EXCERPTED TEXT:
BEGIN

Re: QRe: "Why is QA Always the bottleneck?"

by Steven Gordon-2 :: Rate this Message:

Reply to Author | View Threaded | Show Only this Message

My first sentence is missing a 'not'.

On Mon, Sep 21, 2009 at 8:50 AM, Steven Gordon <sgordonphd@...> wrote:

> It seems like this organization has not adopted agile top-down, so my
> previous comments are fully applicable to such an organization,
>
> Top-down agile adoption cannot be successful in an organization that
> believes it is doing just fine with its current approach.  The attitude that
> there are lots of people waiting to fill the jobs of people who do not like
> the way things are done here indicates that the organization as a whole is
> far from ready to consider a different approach.
>
> Given that, agile approaches can still work in isolated sub-organizations,
> but the people who interface between an agile sub-organization and the rest
> of the organization face the formidable challenge of living in both worlds.
>
> Centralizing QA is a step away from agility. It may solve the most visible
> problems today, but I believe it will always create worse problems in the
> long run.  It adds extra communication overhead, increases the size of
> feedback loops, and breaks down the responsibility for delivering
> high-quality working software in a way such that nobody is really
> responsible.

END

DATASET EXTRACT:
BEGIN

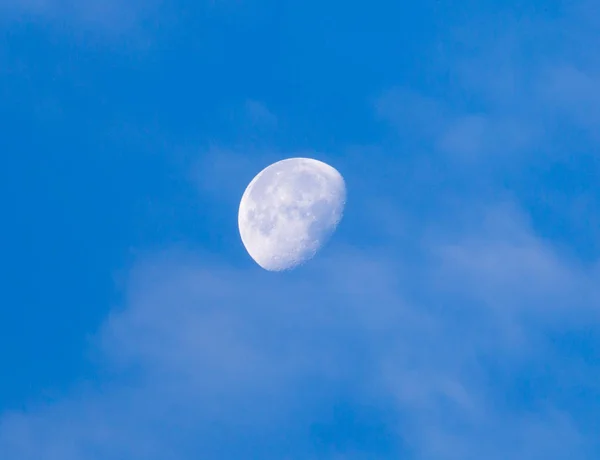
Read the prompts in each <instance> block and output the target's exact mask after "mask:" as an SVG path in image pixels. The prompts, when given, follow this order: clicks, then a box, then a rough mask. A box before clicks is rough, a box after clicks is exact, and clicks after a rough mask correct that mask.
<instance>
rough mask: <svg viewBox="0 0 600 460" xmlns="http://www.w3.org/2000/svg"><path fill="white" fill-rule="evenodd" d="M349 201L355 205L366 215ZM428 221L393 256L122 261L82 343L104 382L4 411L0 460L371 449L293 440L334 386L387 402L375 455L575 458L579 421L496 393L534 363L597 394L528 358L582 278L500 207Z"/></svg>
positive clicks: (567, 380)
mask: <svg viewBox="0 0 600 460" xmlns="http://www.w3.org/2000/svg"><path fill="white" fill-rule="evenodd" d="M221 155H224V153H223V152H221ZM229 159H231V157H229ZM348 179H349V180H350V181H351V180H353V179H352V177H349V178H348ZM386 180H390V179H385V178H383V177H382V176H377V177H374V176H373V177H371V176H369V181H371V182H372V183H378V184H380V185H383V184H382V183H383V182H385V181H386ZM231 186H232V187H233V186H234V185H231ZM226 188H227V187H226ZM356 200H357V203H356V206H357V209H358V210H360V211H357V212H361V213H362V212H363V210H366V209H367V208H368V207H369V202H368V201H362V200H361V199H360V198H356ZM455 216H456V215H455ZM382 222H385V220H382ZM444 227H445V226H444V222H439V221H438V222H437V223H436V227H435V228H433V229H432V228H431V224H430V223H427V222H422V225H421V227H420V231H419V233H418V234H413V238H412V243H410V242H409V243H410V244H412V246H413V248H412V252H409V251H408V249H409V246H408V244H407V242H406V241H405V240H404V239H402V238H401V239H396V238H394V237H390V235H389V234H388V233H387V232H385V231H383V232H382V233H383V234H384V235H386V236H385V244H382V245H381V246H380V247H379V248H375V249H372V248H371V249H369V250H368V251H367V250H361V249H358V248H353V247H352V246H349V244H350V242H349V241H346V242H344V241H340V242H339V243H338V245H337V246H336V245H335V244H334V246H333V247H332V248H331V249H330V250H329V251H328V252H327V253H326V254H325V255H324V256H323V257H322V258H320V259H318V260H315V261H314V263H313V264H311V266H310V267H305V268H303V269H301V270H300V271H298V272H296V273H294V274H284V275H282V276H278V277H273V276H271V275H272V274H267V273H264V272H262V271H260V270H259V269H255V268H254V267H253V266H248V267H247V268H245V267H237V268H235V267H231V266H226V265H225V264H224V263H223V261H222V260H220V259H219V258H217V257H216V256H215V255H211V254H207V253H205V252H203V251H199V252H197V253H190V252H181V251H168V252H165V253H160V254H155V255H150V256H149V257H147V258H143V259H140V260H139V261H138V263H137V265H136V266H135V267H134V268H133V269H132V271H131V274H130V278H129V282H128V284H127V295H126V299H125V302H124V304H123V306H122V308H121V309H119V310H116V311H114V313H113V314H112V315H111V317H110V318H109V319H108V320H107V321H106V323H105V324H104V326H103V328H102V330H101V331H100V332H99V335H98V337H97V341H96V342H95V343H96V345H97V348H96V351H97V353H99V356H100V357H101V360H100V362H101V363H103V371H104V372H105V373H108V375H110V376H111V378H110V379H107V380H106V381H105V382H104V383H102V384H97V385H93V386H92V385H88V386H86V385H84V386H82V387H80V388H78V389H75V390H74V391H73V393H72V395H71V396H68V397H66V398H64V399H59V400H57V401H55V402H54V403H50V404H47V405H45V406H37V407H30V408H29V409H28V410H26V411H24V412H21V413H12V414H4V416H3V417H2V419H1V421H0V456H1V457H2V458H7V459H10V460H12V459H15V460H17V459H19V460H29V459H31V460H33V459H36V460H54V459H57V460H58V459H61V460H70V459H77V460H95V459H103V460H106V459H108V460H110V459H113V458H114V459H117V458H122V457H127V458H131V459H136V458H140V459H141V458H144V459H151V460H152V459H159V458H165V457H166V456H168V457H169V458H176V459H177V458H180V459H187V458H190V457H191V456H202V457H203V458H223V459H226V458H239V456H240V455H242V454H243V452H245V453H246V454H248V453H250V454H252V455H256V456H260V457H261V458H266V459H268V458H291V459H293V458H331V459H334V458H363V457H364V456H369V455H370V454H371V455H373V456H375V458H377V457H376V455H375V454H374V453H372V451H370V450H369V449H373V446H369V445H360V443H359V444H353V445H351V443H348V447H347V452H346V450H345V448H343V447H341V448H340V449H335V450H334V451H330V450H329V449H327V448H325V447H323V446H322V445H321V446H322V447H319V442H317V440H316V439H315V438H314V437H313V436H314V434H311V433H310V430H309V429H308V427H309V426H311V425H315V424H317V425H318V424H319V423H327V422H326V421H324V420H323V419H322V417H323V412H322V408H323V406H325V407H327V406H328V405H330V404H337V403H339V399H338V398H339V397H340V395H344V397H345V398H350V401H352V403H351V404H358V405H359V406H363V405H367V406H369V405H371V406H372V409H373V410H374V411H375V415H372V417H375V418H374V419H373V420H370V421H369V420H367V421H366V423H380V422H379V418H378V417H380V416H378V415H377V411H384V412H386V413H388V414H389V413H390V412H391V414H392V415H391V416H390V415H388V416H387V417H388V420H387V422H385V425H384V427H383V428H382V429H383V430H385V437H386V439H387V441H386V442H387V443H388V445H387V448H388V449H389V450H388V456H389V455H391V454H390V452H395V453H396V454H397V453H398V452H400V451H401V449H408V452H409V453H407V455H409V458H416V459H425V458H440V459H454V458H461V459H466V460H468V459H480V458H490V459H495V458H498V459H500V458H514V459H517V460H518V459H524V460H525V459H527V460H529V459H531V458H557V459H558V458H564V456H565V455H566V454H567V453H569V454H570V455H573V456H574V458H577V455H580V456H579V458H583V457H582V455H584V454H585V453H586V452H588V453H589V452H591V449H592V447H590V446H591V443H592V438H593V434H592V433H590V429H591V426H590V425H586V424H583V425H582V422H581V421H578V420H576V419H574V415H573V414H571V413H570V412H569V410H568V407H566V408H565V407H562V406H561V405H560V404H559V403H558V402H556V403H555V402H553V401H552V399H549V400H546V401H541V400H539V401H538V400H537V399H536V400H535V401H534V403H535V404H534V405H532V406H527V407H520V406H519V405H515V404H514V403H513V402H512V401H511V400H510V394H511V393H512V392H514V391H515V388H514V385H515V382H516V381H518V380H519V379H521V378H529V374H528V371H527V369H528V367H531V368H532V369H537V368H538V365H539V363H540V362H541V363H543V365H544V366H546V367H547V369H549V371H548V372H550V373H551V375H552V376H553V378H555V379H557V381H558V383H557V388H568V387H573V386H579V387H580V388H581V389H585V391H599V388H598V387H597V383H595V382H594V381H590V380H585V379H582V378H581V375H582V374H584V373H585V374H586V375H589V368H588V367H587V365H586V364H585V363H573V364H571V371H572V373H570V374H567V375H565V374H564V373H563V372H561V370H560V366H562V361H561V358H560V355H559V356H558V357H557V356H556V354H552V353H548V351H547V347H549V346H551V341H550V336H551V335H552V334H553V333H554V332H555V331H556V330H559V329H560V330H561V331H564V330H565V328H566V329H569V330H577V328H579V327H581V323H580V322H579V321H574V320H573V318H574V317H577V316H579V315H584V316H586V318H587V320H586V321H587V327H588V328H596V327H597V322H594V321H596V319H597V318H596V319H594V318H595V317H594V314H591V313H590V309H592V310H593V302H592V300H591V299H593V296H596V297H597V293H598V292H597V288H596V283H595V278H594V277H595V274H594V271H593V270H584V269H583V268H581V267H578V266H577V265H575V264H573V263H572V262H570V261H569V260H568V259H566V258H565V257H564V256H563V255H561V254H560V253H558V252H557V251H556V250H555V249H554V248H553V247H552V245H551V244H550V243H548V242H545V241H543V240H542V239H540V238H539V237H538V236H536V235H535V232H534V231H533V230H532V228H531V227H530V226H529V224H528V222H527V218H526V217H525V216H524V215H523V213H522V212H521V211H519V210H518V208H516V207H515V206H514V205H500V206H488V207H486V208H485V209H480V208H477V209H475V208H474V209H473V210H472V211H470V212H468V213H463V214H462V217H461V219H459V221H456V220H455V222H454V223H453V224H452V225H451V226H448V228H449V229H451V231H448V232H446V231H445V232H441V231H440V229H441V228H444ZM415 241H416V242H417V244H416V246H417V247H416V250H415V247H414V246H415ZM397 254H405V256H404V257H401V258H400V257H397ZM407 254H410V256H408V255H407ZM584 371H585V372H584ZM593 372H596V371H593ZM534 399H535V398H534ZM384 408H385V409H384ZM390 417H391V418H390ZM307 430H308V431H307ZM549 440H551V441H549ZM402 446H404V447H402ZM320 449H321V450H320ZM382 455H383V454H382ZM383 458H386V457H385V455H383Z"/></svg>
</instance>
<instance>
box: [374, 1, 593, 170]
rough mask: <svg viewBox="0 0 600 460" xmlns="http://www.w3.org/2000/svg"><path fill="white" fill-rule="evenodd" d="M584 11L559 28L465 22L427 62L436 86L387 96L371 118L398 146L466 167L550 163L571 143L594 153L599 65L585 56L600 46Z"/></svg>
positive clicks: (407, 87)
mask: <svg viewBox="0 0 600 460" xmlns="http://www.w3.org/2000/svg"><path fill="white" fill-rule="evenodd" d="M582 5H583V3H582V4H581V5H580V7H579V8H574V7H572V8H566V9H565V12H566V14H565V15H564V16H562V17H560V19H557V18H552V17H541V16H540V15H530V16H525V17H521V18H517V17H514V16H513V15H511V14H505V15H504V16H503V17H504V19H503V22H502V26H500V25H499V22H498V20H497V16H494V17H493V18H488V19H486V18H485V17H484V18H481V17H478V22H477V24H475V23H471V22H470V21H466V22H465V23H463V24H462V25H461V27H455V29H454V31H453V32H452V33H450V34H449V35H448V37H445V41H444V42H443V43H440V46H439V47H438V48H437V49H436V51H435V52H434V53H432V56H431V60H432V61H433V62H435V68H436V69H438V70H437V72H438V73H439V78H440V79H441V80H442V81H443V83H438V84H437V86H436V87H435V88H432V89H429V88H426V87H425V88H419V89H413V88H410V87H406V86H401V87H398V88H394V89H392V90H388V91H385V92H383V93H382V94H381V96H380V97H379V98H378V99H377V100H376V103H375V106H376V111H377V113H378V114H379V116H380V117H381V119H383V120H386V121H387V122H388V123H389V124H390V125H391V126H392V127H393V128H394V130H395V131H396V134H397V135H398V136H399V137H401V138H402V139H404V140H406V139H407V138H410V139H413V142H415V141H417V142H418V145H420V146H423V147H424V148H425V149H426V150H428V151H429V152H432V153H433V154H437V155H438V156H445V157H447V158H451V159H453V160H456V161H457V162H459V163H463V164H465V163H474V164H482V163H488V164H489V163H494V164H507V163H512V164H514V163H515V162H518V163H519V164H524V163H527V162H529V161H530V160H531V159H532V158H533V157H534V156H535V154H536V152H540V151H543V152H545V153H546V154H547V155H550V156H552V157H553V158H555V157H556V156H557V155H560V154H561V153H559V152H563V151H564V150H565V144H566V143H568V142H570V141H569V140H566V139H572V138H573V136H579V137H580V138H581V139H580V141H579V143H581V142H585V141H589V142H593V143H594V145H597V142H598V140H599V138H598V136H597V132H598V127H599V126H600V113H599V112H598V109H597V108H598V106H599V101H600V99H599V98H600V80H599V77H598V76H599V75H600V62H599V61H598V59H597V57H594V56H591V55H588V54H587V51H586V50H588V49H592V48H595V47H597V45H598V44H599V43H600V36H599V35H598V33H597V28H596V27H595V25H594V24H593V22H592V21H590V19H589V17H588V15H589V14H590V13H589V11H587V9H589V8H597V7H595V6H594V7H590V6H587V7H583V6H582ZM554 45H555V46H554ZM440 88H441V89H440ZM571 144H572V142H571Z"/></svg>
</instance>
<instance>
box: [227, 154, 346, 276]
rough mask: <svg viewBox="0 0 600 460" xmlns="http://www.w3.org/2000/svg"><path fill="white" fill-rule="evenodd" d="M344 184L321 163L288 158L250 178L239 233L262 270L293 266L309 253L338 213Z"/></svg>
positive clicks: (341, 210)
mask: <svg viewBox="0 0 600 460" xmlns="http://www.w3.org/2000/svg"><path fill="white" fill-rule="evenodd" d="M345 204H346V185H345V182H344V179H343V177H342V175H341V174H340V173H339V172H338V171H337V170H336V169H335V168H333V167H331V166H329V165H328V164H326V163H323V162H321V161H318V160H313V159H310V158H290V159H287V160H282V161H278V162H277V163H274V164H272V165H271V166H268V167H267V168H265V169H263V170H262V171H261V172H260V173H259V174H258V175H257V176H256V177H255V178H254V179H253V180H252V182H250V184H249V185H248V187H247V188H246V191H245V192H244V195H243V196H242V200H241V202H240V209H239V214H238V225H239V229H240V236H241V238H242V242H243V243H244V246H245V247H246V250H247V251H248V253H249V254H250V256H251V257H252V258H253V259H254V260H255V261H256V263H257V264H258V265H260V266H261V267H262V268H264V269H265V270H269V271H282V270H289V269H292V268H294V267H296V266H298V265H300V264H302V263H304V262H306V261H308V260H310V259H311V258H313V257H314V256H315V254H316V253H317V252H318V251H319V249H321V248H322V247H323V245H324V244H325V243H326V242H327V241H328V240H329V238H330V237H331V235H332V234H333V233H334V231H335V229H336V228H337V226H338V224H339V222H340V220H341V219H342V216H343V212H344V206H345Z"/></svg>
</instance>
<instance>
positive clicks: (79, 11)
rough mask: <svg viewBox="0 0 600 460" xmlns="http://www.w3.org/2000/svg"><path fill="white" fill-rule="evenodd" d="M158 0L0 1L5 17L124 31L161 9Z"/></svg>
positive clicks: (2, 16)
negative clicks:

END

YOUR INSTRUCTIONS:
Carry on the mailing-list reply about why QA is always the bottleneck, starting after its final sentence about nobody being really responsible.

EXERCISE OUTPUT:
>
> The cetnral argument at a non-agile organization for integrating QA into
> each project team is that doing so now makes the team itself responsible for
> deliveribng software.  This does not necessarily mean that the QA people on
> the project team might not have also report to a centralized QA authority,
> especially in an already matrixed organization, but the daily responsibility
> is to collaborate with everybody else on the project team to deliver working
> software early and often.  Again, this also includes other specializations
> such as DBAs, BAs, documentors and trainers (although some may not have
> enough work to be full-time members of the project team during the entire
> life cycle).
>
> Once the product owner(s) and development team agree to this, then the next
> step is to move from waterfall-like approach to a leaner user-story-based
> approach that allows delivery of working software every two weeks without
> entire use cases being fully implemented in every delivery.  The deliveries
> do not have to be deployable, but the rhythm of delivering software that
> works and getting concrete feedback on that delivery convinces the business
> people that the team is actually delivering, not twiddling their thumbs
> creating designs on paper until just before the release date.  It also means
> there will always be something to deliver on release date, even if a few
> features have slipped, as opposed to the all-or-nothing delivery the company
> may well be used to.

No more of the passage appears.